# What to do
Using the entries that follow, report how many lines contain the word "sailboat". Only the number is wanted.

### Given information

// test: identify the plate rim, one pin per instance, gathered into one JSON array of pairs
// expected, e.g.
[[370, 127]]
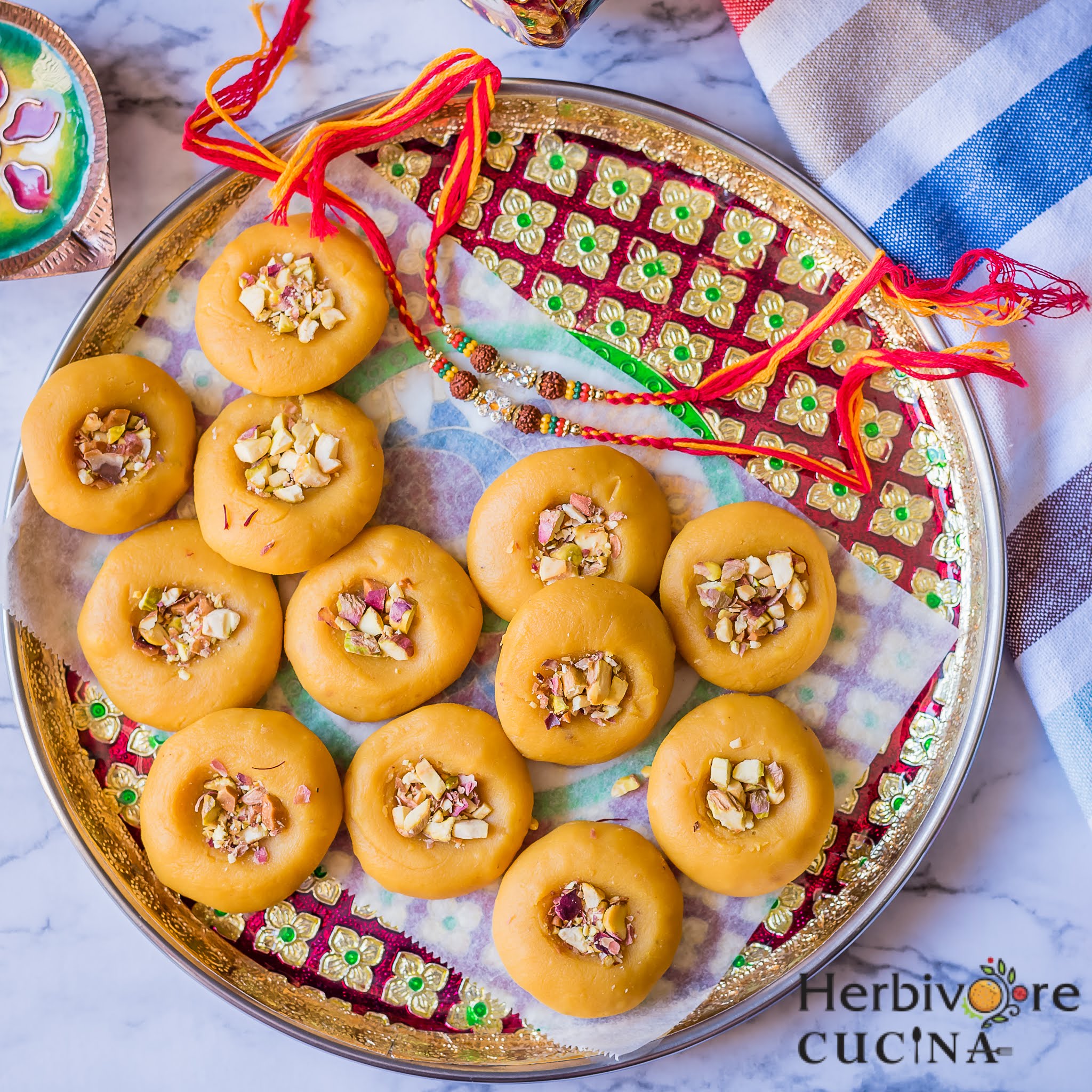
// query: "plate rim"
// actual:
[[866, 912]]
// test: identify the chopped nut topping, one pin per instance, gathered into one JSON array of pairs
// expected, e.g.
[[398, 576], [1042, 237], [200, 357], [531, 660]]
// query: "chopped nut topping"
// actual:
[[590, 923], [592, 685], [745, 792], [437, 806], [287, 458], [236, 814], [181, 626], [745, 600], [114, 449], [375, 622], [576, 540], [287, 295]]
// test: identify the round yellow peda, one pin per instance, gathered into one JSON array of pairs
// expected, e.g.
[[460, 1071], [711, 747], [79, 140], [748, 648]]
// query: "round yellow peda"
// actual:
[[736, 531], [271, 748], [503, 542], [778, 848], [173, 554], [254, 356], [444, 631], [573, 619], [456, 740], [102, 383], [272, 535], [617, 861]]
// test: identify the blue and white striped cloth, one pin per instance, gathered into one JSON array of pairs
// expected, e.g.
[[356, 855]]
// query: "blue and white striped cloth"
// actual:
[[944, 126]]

######
### Given information

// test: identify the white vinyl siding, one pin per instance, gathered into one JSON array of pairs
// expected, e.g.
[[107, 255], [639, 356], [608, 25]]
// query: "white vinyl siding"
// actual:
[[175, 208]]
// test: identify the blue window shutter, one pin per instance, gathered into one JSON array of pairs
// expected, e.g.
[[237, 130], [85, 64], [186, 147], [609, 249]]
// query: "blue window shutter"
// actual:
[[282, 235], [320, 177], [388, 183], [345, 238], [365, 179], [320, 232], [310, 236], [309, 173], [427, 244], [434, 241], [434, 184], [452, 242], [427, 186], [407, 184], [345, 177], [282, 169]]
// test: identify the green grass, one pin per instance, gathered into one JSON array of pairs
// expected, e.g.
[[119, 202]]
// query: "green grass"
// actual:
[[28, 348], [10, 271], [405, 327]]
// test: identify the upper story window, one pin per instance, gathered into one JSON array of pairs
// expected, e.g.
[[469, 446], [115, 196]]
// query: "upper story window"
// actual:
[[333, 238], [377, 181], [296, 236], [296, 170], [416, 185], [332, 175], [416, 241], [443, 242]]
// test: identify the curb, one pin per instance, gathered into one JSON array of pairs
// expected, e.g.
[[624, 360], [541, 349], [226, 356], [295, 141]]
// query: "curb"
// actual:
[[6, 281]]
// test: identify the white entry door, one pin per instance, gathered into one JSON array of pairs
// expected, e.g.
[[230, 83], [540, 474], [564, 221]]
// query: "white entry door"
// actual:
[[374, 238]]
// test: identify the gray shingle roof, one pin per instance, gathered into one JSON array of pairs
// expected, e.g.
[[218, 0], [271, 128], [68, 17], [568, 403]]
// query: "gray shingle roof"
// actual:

######
### Given information

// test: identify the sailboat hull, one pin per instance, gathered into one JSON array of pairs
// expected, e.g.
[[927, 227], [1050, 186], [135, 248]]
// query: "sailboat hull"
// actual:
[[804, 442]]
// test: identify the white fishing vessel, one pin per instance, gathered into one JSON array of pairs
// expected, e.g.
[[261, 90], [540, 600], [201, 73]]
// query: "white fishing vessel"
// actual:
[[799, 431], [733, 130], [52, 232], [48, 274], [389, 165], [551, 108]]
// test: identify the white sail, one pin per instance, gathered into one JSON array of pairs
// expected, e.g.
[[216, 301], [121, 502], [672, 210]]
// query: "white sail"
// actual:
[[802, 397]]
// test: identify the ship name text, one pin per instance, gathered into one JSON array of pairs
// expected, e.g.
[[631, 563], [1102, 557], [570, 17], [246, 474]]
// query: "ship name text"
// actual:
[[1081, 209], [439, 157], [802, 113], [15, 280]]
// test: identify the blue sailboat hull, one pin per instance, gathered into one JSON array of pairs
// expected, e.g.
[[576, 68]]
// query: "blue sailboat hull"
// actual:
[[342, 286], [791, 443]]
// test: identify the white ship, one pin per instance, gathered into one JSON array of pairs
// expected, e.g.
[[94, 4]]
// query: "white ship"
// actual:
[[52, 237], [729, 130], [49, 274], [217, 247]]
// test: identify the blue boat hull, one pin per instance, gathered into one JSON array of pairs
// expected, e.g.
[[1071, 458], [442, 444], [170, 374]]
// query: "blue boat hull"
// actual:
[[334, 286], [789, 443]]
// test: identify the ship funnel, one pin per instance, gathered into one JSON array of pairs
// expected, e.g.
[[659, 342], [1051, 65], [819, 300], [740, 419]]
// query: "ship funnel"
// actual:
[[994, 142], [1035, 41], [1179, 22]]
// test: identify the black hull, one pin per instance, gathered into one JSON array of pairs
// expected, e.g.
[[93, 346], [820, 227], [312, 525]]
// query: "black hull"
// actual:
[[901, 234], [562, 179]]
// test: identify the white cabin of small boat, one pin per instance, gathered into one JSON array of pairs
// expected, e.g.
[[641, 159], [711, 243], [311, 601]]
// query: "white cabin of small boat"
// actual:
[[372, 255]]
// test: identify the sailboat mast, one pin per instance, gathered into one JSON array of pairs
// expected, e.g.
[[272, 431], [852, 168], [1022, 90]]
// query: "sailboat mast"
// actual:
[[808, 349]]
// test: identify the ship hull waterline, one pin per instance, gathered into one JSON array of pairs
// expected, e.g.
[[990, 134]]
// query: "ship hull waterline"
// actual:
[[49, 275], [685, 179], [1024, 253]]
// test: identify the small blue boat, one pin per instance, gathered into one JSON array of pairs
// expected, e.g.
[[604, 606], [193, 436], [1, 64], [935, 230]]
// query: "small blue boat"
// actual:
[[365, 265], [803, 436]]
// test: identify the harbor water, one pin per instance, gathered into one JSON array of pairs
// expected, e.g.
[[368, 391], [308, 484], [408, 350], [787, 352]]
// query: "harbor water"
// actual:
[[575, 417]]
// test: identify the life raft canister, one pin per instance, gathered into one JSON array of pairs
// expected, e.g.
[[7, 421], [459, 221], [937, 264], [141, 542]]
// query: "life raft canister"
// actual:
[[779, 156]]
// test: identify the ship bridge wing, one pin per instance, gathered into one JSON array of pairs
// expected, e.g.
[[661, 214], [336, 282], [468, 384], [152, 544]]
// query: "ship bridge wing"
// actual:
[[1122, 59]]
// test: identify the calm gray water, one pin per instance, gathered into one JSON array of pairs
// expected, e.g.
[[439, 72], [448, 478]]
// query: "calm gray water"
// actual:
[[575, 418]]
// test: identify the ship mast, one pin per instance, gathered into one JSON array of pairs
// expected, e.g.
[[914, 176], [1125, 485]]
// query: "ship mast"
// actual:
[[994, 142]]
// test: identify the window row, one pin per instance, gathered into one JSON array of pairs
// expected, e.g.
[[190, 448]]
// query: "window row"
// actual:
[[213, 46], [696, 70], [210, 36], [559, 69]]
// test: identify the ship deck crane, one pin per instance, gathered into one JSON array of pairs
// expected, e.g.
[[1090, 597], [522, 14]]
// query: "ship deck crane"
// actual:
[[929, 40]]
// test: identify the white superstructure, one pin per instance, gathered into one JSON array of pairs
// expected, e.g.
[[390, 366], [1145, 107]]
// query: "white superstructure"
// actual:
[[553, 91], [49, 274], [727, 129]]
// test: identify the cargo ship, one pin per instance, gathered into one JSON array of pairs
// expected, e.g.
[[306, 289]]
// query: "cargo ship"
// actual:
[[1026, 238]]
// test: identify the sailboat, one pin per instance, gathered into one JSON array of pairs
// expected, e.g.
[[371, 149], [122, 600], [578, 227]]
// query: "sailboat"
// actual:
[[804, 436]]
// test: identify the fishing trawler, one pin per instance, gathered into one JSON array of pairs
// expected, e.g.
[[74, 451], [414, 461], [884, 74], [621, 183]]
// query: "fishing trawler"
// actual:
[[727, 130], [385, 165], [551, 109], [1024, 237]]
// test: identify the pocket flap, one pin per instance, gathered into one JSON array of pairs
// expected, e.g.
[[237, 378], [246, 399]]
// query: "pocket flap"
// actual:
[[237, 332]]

######

# Exercise solution
8